*Work item:* Keep the pictures out while you transcribe the listing below exactly.

*Material for the task:*
··········
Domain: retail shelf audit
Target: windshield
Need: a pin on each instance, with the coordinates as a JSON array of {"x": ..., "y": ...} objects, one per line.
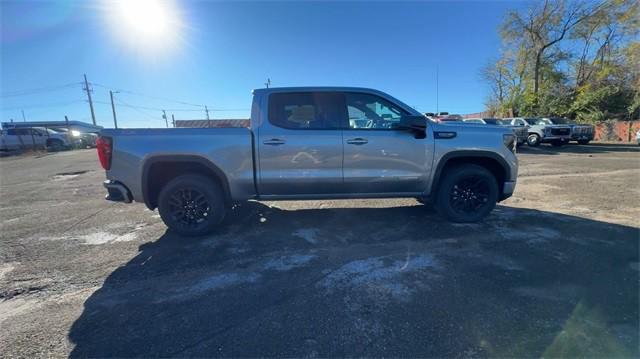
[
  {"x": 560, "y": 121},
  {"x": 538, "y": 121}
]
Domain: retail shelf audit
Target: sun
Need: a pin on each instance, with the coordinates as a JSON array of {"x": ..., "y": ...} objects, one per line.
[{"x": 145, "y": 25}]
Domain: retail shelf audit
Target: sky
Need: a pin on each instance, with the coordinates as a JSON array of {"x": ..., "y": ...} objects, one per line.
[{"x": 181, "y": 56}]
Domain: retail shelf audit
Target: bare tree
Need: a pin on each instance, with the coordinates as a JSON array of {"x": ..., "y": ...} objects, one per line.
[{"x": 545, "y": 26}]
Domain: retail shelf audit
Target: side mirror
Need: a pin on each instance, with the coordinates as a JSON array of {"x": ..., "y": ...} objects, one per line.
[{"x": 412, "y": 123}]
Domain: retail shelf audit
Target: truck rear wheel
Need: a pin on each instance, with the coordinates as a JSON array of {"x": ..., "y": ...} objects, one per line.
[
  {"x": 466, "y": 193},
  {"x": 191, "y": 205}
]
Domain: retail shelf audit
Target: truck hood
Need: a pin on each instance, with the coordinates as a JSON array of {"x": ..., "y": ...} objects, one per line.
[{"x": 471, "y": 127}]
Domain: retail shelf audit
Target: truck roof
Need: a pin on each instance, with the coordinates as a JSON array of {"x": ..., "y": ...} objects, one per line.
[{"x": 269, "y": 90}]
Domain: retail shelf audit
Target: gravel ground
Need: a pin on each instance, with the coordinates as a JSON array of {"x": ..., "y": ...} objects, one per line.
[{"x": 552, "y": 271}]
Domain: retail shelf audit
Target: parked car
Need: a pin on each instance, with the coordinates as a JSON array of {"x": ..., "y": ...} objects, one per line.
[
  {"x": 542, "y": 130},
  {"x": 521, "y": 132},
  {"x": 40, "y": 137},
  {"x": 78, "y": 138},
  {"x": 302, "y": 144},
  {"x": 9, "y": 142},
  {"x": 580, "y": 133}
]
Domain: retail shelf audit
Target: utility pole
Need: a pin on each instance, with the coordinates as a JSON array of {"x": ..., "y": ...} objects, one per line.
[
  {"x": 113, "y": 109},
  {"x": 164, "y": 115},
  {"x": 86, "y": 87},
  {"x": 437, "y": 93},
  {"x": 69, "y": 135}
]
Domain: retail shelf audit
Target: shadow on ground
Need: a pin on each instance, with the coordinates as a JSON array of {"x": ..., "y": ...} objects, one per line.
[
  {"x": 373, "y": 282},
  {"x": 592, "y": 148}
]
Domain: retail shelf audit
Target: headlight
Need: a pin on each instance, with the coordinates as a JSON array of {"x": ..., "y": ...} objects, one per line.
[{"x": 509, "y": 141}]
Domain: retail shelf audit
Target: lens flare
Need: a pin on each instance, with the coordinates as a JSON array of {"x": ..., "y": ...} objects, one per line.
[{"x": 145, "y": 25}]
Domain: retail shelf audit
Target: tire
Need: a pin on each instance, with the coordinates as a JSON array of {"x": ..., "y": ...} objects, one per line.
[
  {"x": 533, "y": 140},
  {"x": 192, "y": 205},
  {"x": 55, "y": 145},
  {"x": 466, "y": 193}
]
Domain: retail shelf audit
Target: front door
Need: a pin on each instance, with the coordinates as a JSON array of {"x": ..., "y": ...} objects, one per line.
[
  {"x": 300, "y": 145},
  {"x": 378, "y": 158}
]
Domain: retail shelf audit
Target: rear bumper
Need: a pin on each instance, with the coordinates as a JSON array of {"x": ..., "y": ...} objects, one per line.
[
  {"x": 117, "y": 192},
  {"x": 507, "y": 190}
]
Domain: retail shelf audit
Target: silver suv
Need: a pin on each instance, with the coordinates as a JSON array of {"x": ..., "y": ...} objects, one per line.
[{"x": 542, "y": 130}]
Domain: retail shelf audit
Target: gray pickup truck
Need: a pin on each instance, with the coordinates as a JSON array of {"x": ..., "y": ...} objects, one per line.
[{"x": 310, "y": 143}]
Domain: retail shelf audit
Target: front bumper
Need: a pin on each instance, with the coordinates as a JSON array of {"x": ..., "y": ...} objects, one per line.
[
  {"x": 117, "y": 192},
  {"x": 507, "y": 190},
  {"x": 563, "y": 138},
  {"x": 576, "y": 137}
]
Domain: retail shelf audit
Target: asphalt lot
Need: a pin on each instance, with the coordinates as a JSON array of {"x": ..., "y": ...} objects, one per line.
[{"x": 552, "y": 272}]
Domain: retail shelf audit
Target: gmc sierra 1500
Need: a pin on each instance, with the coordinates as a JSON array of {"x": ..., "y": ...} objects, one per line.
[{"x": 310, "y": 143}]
··········
*Exercise solution:*
Domain: retail shelf audit
Target: windshield
Need: a pin on each instance, with the coordinates as a JSON array of {"x": ..., "y": ...} objects, one per line.
[
  {"x": 560, "y": 121},
  {"x": 538, "y": 121}
]
Domain: retail shelf audit
Target: sun
Need: a pin on each instance, with the coordinates as a JSON array of {"x": ..., "y": ...} objects, one per line.
[{"x": 145, "y": 25}]
Domain: retail shelf audit
Target: sky
Need: a pin on each instance, with the coordinates as a JSON array of {"x": ..., "y": ...} objects, one per line.
[{"x": 181, "y": 56}]
Domain: retail shelf audit
Target: bare tree
Need: a pin on each instance, with the coordinates as a JSON array of {"x": ..., "y": ...} objects, one per line.
[{"x": 545, "y": 26}]
Domain: retail shelf audit
Target: side mirror
Need: a pin on each instance, with the coordinates as a JSON array of {"x": ..., "y": ...} objects, one per line.
[{"x": 412, "y": 123}]
Domain: retail shelf audit
Target: truck rear wheel
Need: a pin on each instance, with the coordinates as a JSON array of {"x": ..., "y": ...} objects, one per line.
[
  {"x": 466, "y": 193},
  {"x": 191, "y": 205}
]
Domain: retail shelf audit
Target: truck hood
Need: a pin on each instance, with the coordinates as a JSON array of {"x": ..., "y": ...} objects, one per line.
[{"x": 471, "y": 127}]
Domain: retail shelf audit
Target: truck roof
Need: a pin on each instance, with the coordinates as a JSON array of {"x": ..., "y": ...} objects, one per line.
[{"x": 269, "y": 90}]
Domain: retail shelf audit
Target: gravel ground
Need: a pin on each instance, with the coordinates as a JSON array of {"x": ..., "y": ...} objects, one per line.
[{"x": 552, "y": 271}]
Domain: retail shelf audit
Target: parked car
Need: a pin on each instance, with the coordinates as a JSON array of {"x": ..., "y": ...} objects, one per line.
[
  {"x": 542, "y": 130},
  {"x": 521, "y": 132},
  {"x": 40, "y": 137},
  {"x": 78, "y": 138},
  {"x": 302, "y": 144},
  {"x": 9, "y": 142},
  {"x": 580, "y": 133}
]
Domain: retail shelf audit
Target: utility pole
Need: a pin on each instance, with the coordinates as a JSON array of {"x": ..., "y": ...} objects, one per line.
[
  {"x": 113, "y": 109},
  {"x": 164, "y": 115},
  {"x": 86, "y": 87},
  {"x": 437, "y": 93},
  {"x": 69, "y": 135}
]
Domain: retail shelf audit
Target: shadow on ground
Need: a pin on each instance, with the coordinates as a JSON array of {"x": ..., "y": ...} objects, one per line.
[
  {"x": 373, "y": 282},
  {"x": 592, "y": 148}
]
Domain: retail shelf audit
Target: headlight
Need: a pin on each instance, with the coordinates as a JSON array of {"x": ..., "y": ...} objects, one per line.
[{"x": 509, "y": 141}]
Domain: retail shelf audit
Target: lens flare
Need: a pin on each instance, with the coordinates as a JSON array of {"x": ..., "y": ...} objects, one per line.
[{"x": 145, "y": 25}]
Domain: retail shelf audit
Target: tire
Need: a pin on each instance, with the coordinates as a JSON array of {"x": ..., "y": ...} objects, one per line.
[
  {"x": 533, "y": 140},
  {"x": 192, "y": 205},
  {"x": 55, "y": 145},
  {"x": 466, "y": 193}
]
Domain: retail shelf audit
Target: front door
Need: a pin on each instance, with the coordinates as a JSON array of {"x": ..., "y": ...} objects, one per line.
[
  {"x": 300, "y": 145},
  {"x": 378, "y": 158}
]
Domain: retail shelf audit
Target: rear bumper
Need: a pin on each instance, with the coordinates as a JSON array of {"x": ..., "y": ...} objects, one per line.
[
  {"x": 117, "y": 192},
  {"x": 507, "y": 190}
]
Domain: retail shelf audit
Target: silver suv
Need: a pin on each instance, with the coordinates as a JSON array of {"x": ..., "y": ...} objects, one per line.
[{"x": 542, "y": 130}]
Domain: retail shelf audit
Target: gray pickup truck
Need: a pin on each instance, with the coordinates as a JSON array of {"x": ..., "y": ...} objects, one per line.
[{"x": 310, "y": 143}]
Domain: retail shelf audit
Target: front bumper
Need: a pin on each instance, with the coordinates as a JSON array of {"x": ..., "y": ...} objects, one per line.
[
  {"x": 117, "y": 192},
  {"x": 507, "y": 190},
  {"x": 563, "y": 138},
  {"x": 576, "y": 137}
]
Domain: retail shelf audit
Target: asphalt lot
Need: a pin on each instance, with the coordinates as a JSON array of {"x": ..., "y": ...} objects, one per line.
[{"x": 552, "y": 272}]
Domain: retail shelf audit
Target: gmc sierra 1500
Need: a pin on each instance, with the coordinates as a JSON array of {"x": ..., "y": ...} objects, one per line.
[{"x": 310, "y": 143}]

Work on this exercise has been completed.